## Data extract
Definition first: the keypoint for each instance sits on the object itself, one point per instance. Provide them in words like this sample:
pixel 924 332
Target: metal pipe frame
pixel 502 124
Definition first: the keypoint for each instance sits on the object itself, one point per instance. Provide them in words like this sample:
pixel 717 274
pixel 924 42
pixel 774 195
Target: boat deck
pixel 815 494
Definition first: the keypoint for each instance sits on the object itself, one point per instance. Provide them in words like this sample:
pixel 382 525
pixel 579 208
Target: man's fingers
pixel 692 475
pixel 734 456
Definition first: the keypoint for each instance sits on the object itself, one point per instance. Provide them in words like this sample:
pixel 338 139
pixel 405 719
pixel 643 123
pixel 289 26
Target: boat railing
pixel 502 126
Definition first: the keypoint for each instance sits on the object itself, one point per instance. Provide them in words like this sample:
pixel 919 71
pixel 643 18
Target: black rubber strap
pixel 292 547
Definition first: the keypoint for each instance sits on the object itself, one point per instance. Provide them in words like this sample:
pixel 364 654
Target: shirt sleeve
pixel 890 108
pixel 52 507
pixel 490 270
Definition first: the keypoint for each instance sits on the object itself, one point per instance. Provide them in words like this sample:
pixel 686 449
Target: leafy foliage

## Description of the task
Return every one of the lines above word for word, from the first to the last, with nothing altered.

## Answer in full
Definition first: the keypoint for each instance sits on the object itself, one point per instance. Provide them in words like this sample:
pixel 924 332
Target: metal pipe frame
pixel 502 124
Definition first: the keypoint for each instance sits on the object itself, one point per instance. Provide them in words like this sample:
pixel 717 274
pixel 924 42
pixel 774 195
Target: boat deck
pixel 815 494
Definition first: the keypoint for each instance sits on the object itself, one point per instance. Provide them in words like this sample:
pixel 382 525
pixel 579 208
Target: man's fingers
pixel 692 475
pixel 734 456
Definition first: the keypoint for each instance sits on the object itself, one point per instance. Provide them in words like this sample:
pixel 338 139
pixel 405 719
pixel 643 123
pixel 289 26
Target: boat railing
pixel 502 126
Definition first: the keypoint for each instance sits on the object itself, one point per instance. Provide them in words like this sample:
pixel 919 71
pixel 643 18
Target: black rubber strap
pixel 292 547
Definition first: the keypoint for each instance sits on the object itself, one point per instance. Provide them in words like this sample:
pixel 364 654
Target: shirt sleeve
pixel 890 108
pixel 52 507
pixel 490 270
Definition first: the keypoint for each instance sits on the object itself, one point per instance. Provide them in words like this sample:
pixel 686 449
Target: leafy foliage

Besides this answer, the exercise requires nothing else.